Problems:
**a)** In the passage on learning to program, what average salary does Glassdoor report for a Software Engineer in the USA?
**b)** List every line in the programming passage that begins with a dash.

Excerpted passage:
──────────────────────────────
Here's a hint - you might be carrying it with you every day, you might have one at home, or you might be using one in a lab.
Well, of course, it's the Computer! Your smartphone is one. So is your laptop. So is the Desktop PC in your lab.
Let me ask you another question. What if I told you that if you put in some time and effort, you will be able to make these beautiful devices do your bidding?
Because you can. It's right here, within your reach. All you have to do is be willing to learn - and given that you're here, reading this, I assume that you are 😄.
- It's an exercise in logic.
Now, before you reject yourself because you feel you aren't "good" at such things, hear me out.
Programming is NOT math.
(This isn't to say that you can't use programming to do math - you can, and that's a topic for another post.)
The Fact of the matter is, programming is perhaps one of the most fun ways to improve your logical acumen, because it has direct and tangible results. Math tends to be more abstract and has a higher learning curve as opposed to programming. In many ways, it's easier. There is NO hard-and-fast rule that you must be good at math to be good at programming.
Think of it as a muscle. Even the most experienced programmers who have built large-scale systems will have trouble programming if they haven't done it for a long time, which is to say, practice is important.
This means that more people around the world are coming online, as a part of the huge global community that we are. Understanding how the internet works, and the true extent of its capabilities is fundamental in using it to bring about change, and improve people's lives. More than that, it's about putting yourself in a position to take advantage of this connection to deliver value to yourself and the world at large.
If you know how to write code that takes advantage of this connection to make things happen, it is nothing but an advantage.
- You will become much better at problem solving
This holds true not just for programming problems, but for problems in general. Taking a structured approach and looking at a problem from multiple directions are skills that you will pick up ALONG the way. These skills, and the accompanying mental models, will help you no matter what field you choose to make a career in.
This will become more apparent as we use pseudocode to model real-life problems in the sections ahead.
- It's a path to a better, high-paying job.
Compared to many other professions, the bar for entry - i.e. the minimum amount of skill required to get a job in the software engineering field is far lesser than that of any other field. You can use the internet to do this, in many cases, without having to pay for external training. Many of the Industry leaders in Software will hire people without a college degree if they are passionate about what they do, and skilled enough to make the cut - there is no formal restriction.
In any case, Glassdoor1 reports the Average salary for the role of Software Engineer in the USA to be ~$93,000. This is a LOT of money and can lead to a significantly better life for many people.
I am formally advising you against dropping out of college. I am not responsible if your parents find out that you are considering such things, or if anything happens to you as a consequence of this choice.
I am advising against you dropping out of college.
At the end of the day, no matter how fun the act of doing so may be, Programming is a means to an end. It's a method by which we solve problems - as long as we can define the problem we want to solve.
Some problems are well-defined, and some aren't well defined at all. This goes to say that for some problems, there's an obvious solution, and for some problems, there isn't - but this is no indication that it's something that can't be solved by a computer. Theoretically, if you can define a problem in a mathematical sense, a computer can solve it. It might not be efficient (i.e. takes too much time) or it might not be feasible (i.e. you need more processing power than the energy of the sun) - but it is possible.
──────────────────────────────
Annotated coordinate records

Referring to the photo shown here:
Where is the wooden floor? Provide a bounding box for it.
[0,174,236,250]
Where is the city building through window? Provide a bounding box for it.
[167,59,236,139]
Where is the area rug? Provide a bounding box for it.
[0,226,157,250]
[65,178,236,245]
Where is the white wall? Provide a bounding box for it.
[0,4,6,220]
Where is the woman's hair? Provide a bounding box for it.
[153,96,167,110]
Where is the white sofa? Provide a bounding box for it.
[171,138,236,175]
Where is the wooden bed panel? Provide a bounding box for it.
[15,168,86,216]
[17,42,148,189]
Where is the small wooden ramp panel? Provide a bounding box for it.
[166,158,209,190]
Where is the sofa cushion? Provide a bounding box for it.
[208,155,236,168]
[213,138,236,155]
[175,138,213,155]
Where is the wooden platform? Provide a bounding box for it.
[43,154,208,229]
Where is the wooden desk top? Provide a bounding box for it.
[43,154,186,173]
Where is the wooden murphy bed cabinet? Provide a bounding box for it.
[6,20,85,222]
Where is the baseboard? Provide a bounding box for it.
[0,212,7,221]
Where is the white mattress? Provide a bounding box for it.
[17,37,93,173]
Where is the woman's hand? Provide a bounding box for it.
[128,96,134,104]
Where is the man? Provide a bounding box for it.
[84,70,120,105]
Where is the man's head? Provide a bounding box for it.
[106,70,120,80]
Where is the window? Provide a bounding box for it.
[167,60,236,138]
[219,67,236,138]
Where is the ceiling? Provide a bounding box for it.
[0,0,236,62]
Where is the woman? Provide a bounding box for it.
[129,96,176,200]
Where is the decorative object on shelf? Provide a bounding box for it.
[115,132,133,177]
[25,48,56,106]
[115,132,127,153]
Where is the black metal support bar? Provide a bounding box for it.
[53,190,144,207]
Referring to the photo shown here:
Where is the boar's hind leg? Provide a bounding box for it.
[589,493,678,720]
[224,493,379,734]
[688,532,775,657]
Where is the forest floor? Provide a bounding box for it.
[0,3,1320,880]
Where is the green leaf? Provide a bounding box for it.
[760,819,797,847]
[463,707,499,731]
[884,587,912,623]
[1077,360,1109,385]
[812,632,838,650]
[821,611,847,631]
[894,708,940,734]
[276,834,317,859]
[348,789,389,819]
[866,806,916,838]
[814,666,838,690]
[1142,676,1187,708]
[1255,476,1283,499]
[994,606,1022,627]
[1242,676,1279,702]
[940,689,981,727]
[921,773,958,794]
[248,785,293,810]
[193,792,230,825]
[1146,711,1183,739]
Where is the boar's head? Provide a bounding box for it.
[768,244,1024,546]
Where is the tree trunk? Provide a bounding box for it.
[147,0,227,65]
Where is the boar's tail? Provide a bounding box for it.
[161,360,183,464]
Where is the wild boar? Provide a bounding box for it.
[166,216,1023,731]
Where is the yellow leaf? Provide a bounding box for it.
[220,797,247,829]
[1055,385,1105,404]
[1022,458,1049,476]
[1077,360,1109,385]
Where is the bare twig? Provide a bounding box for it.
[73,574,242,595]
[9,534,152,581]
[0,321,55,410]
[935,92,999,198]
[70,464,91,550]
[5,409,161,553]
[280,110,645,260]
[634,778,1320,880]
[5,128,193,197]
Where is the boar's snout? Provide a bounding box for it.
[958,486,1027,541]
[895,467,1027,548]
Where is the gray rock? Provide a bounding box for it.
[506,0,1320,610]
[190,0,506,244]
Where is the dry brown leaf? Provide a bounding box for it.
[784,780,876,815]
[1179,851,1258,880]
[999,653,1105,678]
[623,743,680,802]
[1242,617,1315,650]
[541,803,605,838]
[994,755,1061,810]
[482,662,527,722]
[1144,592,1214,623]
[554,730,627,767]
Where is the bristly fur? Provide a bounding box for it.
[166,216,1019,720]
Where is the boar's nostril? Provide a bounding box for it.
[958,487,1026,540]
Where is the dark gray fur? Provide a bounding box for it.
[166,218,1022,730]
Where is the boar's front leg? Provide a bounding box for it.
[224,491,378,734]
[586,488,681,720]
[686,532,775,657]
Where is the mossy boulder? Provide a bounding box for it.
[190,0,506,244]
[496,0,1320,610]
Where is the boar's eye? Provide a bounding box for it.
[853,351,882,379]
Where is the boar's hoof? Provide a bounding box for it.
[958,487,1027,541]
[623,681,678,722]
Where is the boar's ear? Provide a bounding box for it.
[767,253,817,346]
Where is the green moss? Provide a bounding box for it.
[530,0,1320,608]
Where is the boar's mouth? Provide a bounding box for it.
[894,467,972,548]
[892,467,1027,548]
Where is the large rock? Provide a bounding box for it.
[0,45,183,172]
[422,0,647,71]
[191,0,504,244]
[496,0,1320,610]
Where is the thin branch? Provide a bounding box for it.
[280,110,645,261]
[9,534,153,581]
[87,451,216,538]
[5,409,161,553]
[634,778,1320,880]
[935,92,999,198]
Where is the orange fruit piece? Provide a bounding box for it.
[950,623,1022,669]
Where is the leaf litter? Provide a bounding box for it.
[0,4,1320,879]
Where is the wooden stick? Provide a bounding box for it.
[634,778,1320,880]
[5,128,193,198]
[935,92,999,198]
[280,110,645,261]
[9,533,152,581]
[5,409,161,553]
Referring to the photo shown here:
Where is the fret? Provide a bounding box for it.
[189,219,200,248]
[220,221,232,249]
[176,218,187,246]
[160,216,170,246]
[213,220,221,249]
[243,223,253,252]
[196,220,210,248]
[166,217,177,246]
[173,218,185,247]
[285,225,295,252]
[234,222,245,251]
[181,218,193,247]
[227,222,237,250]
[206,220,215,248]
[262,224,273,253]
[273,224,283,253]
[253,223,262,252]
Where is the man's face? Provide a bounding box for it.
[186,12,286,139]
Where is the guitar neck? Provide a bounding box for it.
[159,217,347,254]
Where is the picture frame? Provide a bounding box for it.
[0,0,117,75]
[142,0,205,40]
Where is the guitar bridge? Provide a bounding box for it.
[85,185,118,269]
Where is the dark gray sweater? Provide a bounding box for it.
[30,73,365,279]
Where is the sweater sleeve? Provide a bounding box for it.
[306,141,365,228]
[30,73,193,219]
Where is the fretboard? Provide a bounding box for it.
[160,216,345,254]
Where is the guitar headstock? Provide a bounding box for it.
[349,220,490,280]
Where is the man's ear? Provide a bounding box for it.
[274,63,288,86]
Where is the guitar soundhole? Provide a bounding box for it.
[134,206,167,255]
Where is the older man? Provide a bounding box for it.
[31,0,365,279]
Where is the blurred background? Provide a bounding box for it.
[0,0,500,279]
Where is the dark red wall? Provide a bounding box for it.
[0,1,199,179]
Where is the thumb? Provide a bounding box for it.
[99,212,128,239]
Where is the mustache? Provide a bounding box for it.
──────────────────────────────
Solved problems:
**a)** About $93,000.

**b)**
- It's an exercise in logic.
- You will become much better at problem solving
- It's a path to a better, high-paying job.